Data items:
^^^^^^^^^^^^^^^^
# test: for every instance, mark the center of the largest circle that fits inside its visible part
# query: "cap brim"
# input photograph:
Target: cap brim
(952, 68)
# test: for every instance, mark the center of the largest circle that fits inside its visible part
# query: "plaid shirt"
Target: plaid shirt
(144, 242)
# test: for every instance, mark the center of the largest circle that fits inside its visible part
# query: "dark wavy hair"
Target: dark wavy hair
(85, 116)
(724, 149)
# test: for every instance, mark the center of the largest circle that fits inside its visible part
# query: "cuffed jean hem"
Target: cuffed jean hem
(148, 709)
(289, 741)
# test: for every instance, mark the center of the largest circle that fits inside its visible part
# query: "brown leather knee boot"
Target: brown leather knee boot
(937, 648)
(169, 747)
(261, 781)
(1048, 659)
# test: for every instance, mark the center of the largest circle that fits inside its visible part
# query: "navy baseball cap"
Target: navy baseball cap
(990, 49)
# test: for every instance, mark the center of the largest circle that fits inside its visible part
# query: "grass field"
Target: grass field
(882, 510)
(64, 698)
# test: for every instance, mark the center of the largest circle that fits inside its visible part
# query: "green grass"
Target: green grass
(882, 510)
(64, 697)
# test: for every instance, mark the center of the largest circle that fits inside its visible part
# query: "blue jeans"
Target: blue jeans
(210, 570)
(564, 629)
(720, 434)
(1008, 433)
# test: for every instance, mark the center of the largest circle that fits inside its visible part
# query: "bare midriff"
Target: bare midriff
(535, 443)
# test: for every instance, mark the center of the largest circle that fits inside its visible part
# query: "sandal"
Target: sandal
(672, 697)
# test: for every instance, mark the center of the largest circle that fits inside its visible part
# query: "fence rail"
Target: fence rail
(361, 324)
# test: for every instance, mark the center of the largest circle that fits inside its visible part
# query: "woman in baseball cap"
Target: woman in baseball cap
^^^^^^^^^^^^^^^^
Set the lines down exactly as they stand, beginning at the one that contains "Target: brown leather knee boot" and stopping after the last line of the entries above.

Task solution:
Target: brown leather knee boot
(937, 648)
(169, 747)
(261, 781)
(1048, 659)
# test: for every instance, mark the center of the largest circle that fits inside its visible part
# query: "navy baseball cap"
Target: navy baseball cap
(990, 49)
# test: for every instance, mark the center of the largest circle that fits inside its visible part
# query: "grass field"
Target: grass field
(882, 510)
(64, 698)
# test: for every instance, mark the center of the largest circle that fits inside its visible part
# query: "green grass"
Target: green grass
(882, 510)
(64, 697)
# test: for every instance, mark the center of the largest circle that fits inside its visible part
# query: "blue jeans"
Target: blue jeans
(210, 570)
(564, 629)
(720, 434)
(1008, 433)
# test: for every instance, mark the center of the largest circle that fits inside its visible part
# query: "bare midriff"
Target: bare midriff
(535, 443)
# test: for every instance, mark the center of the largest circle that fits inside its visible part
# query: "sandal"
Target: sandal
(672, 697)
# test: for every instance, mark the center of the largest circle that fits inside its visible part
# query: "fence rail"
Target: fence rail
(361, 324)
# test: for every instance, mark the center of the largest circle that fits inside its visible part
# query: "woman in baseball cap"
Target: woman in baseball cap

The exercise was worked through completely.